Exercise instructions » Retype every line of the entries below word for word, leaving out the pictures.

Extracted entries
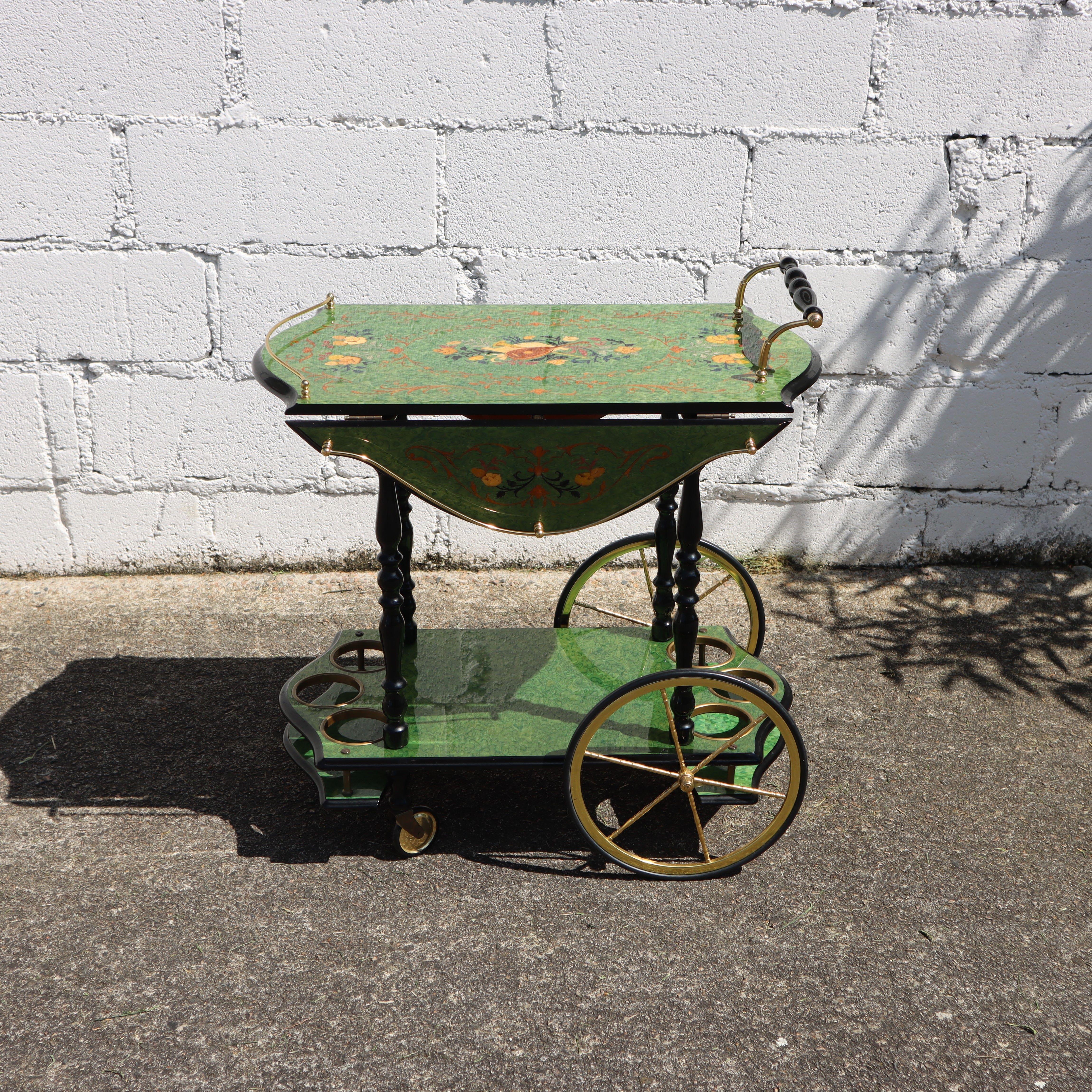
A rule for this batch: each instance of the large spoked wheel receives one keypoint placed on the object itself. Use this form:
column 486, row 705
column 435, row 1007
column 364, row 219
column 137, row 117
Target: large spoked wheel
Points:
column 657, row 806
column 614, row 588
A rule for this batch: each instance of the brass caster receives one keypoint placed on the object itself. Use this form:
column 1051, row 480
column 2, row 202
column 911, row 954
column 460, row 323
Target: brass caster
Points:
column 414, row 831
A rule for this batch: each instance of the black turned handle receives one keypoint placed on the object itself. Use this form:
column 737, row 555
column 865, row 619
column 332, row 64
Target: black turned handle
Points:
column 800, row 288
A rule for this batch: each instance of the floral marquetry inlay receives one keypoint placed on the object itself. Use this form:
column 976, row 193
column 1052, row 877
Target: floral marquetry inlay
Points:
column 530, row 356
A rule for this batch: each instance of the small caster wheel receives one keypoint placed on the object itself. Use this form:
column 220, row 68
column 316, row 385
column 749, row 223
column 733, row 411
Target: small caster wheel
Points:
column 414, row 831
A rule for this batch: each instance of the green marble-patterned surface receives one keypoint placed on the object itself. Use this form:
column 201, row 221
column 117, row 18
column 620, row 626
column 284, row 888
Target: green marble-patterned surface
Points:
column 478, row 695
column 513, row 476
column 427, row 358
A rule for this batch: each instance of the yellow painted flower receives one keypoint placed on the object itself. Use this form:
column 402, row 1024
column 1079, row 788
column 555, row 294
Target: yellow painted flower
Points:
column 589, row 476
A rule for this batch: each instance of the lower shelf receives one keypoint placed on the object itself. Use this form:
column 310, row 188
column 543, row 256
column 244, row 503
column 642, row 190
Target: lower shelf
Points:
column 478, row 697
column 348, row 789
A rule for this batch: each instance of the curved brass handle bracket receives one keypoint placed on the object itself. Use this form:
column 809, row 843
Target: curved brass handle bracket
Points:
column 814, row 319
column 739, row 313
column 305, row 387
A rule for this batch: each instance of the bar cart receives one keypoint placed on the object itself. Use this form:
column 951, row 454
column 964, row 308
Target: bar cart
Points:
column 680, row 754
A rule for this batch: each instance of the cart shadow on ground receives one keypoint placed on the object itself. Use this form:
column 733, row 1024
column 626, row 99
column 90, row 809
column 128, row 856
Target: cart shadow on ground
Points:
column 203, row 735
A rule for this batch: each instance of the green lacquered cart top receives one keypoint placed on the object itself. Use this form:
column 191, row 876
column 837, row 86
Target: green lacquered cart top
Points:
column 478, row 696
column 605, row 359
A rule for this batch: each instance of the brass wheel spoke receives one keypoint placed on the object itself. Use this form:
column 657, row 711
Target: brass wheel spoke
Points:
column 648, row 580
column 614, row 614
column 740, row 789
column 633, row 766
column 720, row 584
column 720, row 751
column 697, row 823
column 633, row 819
column 675, row 739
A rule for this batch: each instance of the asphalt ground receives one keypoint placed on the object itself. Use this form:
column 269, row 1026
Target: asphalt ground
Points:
column 179, row 914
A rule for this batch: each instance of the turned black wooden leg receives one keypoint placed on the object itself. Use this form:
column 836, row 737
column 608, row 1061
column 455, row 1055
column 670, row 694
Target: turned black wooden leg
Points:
column 391, row 624
column 686, row 601
column 662, row 602
column 405, row 549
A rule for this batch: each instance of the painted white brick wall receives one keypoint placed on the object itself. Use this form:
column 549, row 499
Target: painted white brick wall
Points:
column 181, row 175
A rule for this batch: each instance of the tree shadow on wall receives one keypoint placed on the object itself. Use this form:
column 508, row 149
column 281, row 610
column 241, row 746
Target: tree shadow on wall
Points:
column 132, row 734
column 1021, row 319
column 1003, row 633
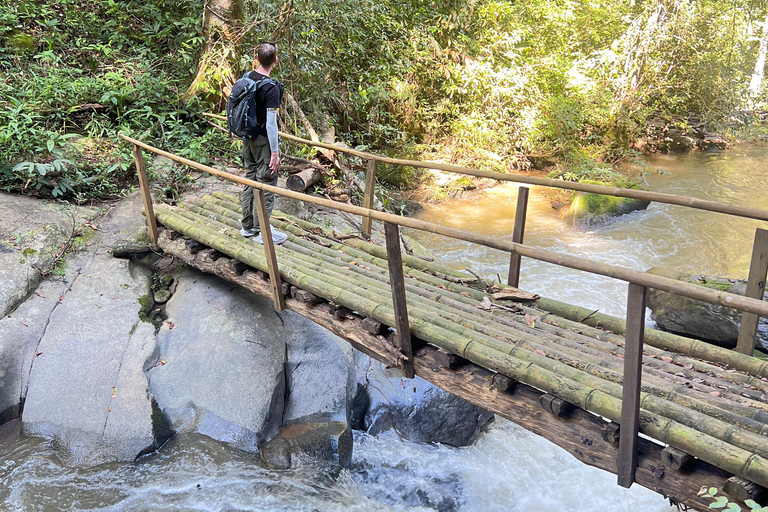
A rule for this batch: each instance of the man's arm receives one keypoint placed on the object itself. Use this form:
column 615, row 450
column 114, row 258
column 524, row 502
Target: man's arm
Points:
column 274, row 146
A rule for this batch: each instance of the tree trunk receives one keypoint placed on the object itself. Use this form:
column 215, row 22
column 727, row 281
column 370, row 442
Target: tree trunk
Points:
column 217, row 67
column 756, row 83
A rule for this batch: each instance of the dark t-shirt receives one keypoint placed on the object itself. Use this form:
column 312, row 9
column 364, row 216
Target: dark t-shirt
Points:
column 269, row 96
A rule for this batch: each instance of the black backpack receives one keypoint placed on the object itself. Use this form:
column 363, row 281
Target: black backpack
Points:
column 241, row 107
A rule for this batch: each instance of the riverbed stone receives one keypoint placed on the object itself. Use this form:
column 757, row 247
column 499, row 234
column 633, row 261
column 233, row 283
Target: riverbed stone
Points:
column 219, row 369
column 712, row 323
column 417, row 410
column 87, row 390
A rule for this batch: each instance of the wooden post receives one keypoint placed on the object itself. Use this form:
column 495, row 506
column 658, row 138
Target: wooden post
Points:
column 370, row 182
column 758, row 268
column 517, row 235
column 395, row 261
column 269, row 250
column 630, row 397
column 141, row 170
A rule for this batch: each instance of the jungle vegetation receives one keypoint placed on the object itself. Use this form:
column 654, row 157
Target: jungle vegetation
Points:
column 494, row 84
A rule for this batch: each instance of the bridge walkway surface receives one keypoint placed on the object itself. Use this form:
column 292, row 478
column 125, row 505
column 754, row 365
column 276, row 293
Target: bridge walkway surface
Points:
column 705, row 420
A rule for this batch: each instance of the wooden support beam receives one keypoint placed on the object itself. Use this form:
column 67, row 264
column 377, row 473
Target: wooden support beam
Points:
column 372, row 326
column 630, row 397
column 674, row 458
column 449, row 360
column 513, row 279
column 395, row 263
column 758, row 269
column 146, row 196
column 370, row 184
column 743, row 490
column 269, row 250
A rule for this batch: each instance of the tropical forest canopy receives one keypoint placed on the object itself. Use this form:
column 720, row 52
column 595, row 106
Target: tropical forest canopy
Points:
column 488, row 83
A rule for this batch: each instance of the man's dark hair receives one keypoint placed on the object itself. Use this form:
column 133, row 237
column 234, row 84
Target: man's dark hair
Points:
column 267, row 54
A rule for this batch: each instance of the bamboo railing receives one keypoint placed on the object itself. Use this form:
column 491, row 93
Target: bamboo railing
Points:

Result of the exercise »
A rule for this batch: each instance of the large spoked wheel receives one keypoint placed on the object itself. Use this form:
column 486, row 705
column 435, row 1007
column 364, row 219
column 137, row 117
Target: large spoked wheel
Points:
column 657, row 806
column 614, row 588
A rule for this batch: each instance of the brass caster receives one keypoint placed on the object itself. Use this form:
column 1051, row 480
column 2, row 202
column 911, row 954
column 460, row 323
Target: brass caster
Points:
column 414, row 831
A rule for this batch: each instance of the black turned handle receives one keypoint placed on the object itself. Use this form:
column 737, row 555
column 865, row 619
column 332, row 64
Target: black turned handle
Points:
column 800, row 288
A rule for this batch: each instance of the floral marquetry inlay receives one keypoint placed on the object itself. Use this form:
column 976, row 193
column 1052, row 877
Target: floral marquetry inlay
Points:
column 530, row 356
A rule for this batch: each instance of the small caster wheel receives one keypoint placed on the object itself. Use this form:
column 220, row 68
column 316, row 385
column 749, row 223
column 733, row 411
Target: small caster wheel
Points:
column 414, row 831
A rule for this batch: each instance of the green marble-patterned surface receives one keypoint placed on the object itself. Use this form:
column 201, row 221
column 117, row 18
column 620, row 626
column 284, row 888
Target: green marble-patterned surface
Points:
column 478, row 695
column 513, row 476
column 427, row 358
A rule for this batch: each instance of the yellow painted flower receives one keypoint placed on the object itself. Use this form:
column 402, row 1024
column 1079, row 788
column 555, row 294
Target: yellow painted flower
Points:
column 589, row 476
A rule for this batch: each instance of the lower shelf receives one keypoint placed on the object itself. Use this form:
column 310, row 188
column 543, row 256
column 244, row 503
column 642, row 190
Target: lower shelf
Points:
column 478, row 697
column 348, row 789
A rule for this batch: each instance of the curved brass handle bracket receives one keypoint placed on the object itself. Use this form:
column 809, row 843
Target: curved brass handle bracket
Points:
column 814, row 319
column 739, row 313
column 305, row 387
A rule for this batch: each instance of the bar cart receives one keypoint placed on the object itself. Use this form:
column 951, row 454
column 964, row 308
Target: bar cart
Points:
column 680, row 754
A rule for this batch: each instance of the cart shadow on ground receives one keypoint placed on the object itself. Use this form:
column 733, row 1024
column 626, row 99
column 90, row 809
column 128, row 856
Target: cart shadow on ground
Points:
column 203, row 735
A rule for this batch: each instance of the green lacquered cart top receives one keypoint placed on the object itself. Use this form:
column 191, row 876
column 837, row 86
Target: green lacquered cart top
Points:
column 478, row 696
column 605, row 359
A rule for this batch: each instance of the brass wheel spoke receives one keypoint placed on the object itself. Use this form:
column 657, row 711
Target: brass wheel spoke
Points:
column 648, row 580
column 614, row 614
column 740, row 789
column 633, row 766
column 720, row 584
column 720, row 751
column 697, row 823
column 633, row 819
column 675, row 739
A rule for this batch: each instance of the asphalt ground receives one keypoint placed on the object itself. Use this form:
column 269, row 1026
Target: asphalt ground
Points:
column 179, row 914
A rule for this batch: each instance of the turned black wooden leg receives one keypoint placed on the object itself. Use this form:
column 836, row 737
column 608, row 1061
column 455, row 1055
column 670, row 694
Target: turned black wooden leg
Points:
column 391, row 624
column 686, row 601
column 662, row 602
column 405, row 549
A rule for this batch: each instance of the painted white brick wall receives one keypoint placed on the object itself. Use this form:
column 549, row 499
Target: painted white brick wall
Points:
column 181, row 175
A rule for this batch: each instance of the tree shadow on wall receives one keypoint placed on the object itself. Use this form:
column 508, row 149
column 281, row 610
column 241, row 746
Target: tree shadow on wall
Points:
column 132, row 734
column 1021, row 319
column 1003, row 633
A rule for this batch: each instance of the man's arm receives one keypoint placed on the object itself. Use this form:
column 615, row 450
column 114, row 258
column 524, row 502
Target: man's arm
Points:
column 274, row 146
A rule for this batch: each instance of the tree trunk receives one keypoint placed on the object itself. Use this form:
column 215, row 22
column 727, row 281
column 370, row 442
Target: tree trunk
Points:
column 217, row 67
column 756, row 83
A rule for this batch: each instance of the dark t-shirt receives one keypoint placed on the object itself. Use this form:
column 312, row 9
column 364, row 216
Target: dark t-shirt
Points:
column 269, row 96
A rule for this batch: each instance of the black backpack receives one keypoint placed on the object itself. Use this form:
column 363, row 281
Target: black backpack
Points:
column 241, row 107
A rule for this batch: each instance of the riverbed stone receives one keypoint placed on the object itself. Use this form:
column 757, row 247
column 499, row 234
column 633, row 261
column 233, row 283
Target: riverbed stone
Points:
column 219, row 369
column 712, row 323
column 417, row 410
column 87, row 390
A rule for this batch: each instance of the wooden post receives one keypoint placed on the object itself. Use this form:
column 495, row 506
column 658, row 138
Target: wooden post
Points:
column 370, row 182
column 758, row 268
column 517, row 235
column 395, row 261
column 269, row 250
column 630, row 397
column 141, row 170
A rule for this batch: each instance of the jungle vegetation receives one keypoint placed on the object itself. Use this form:
column 654, row 157
Target: jungle vegetation
Points:
column 494, row 84
A rule for this batch: each instance of the bridge walkway surface receives one keypoint placed on the object itself. Use this form:
column 292, row 478
column 125, row 505
column 754, row 365
column 276, row 293
Target: bridge walkway surface
Points:
column 705, row 420
A rule for this batch: each instance of the wooden support beam receives one keypoint placed on the object itself. Use this form:
column 67, row 264
column 377, row 473
Target: wooden support beam
Points:
column 372, row 326
column 630, row 397
column 674, row 458
column 449, row 360
column 513, row 279
column 395, row 263
column 758, row 269
column 146, row 196
column 370, row 184
column 743, row 490
column 269, row 250
A rule for this batch: each instance of the tropical forest canopy receives one keypoint placed on the object itself. Use this form:
column 720, row 52
column 595, row 106
Target: tropical forest canopy
Points:
column 488, row 83
A rule for this batch: each instance of the man's dark hair receives one keypoint placed on the object itself. Use this form:
column 133, row 237
column 234, row 84
Target: man's dark hair
Points:
column 267, row 54
A rule for this batch: each instance of the bamboo railing receives one keypoint placed on the object itself. Use this form:
column 491, row 93
Target: bamboo railing
Points:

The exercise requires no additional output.